* _Source records_

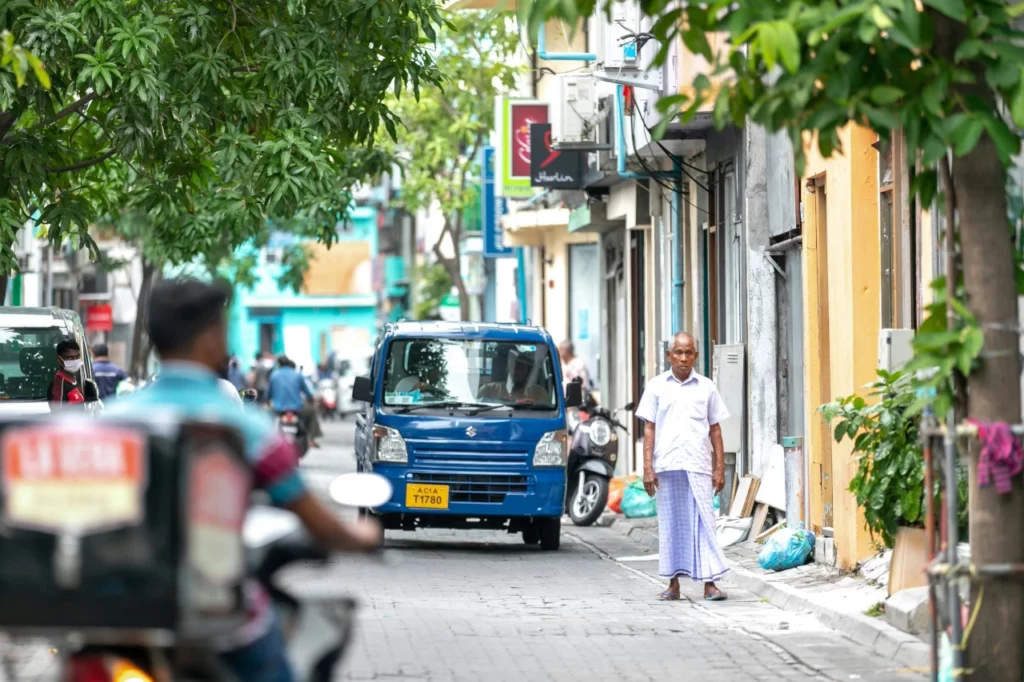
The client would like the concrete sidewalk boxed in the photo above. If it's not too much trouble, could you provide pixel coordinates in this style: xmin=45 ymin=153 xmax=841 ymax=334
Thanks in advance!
xmin=601 ymin=514 xmax=930 ymax=667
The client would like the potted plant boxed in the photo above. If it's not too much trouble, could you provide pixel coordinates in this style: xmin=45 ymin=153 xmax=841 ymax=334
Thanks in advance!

* _Exercise requirements_
Output every line of the entries above as a Markdown table with the columns "Row" and "Wording", numbering each row and skipping blank lines. Leave the pictures out.

* _Complete output_
| Row | Wording |
|---|---|
| 1 | The client would like the concrete sidewalk boxed in the photo above. If it's not too much trouble, could you provide pixel coordinates in this style: xmin=45 ymin=153 xmax=841 ymax=334 |
| 2 | Thanks in advance! |
| 3 | xmin=601 ymin=514 xmax=930 ymax=667 |
| 4 | The client would like the potted plant boxed in the photo above. If it's not too much trouble, could you provide pixel coordinates in this style: xmin=45 ymin=153 xmax=841 ymax=334 |
| 5 | Thanks in advance! |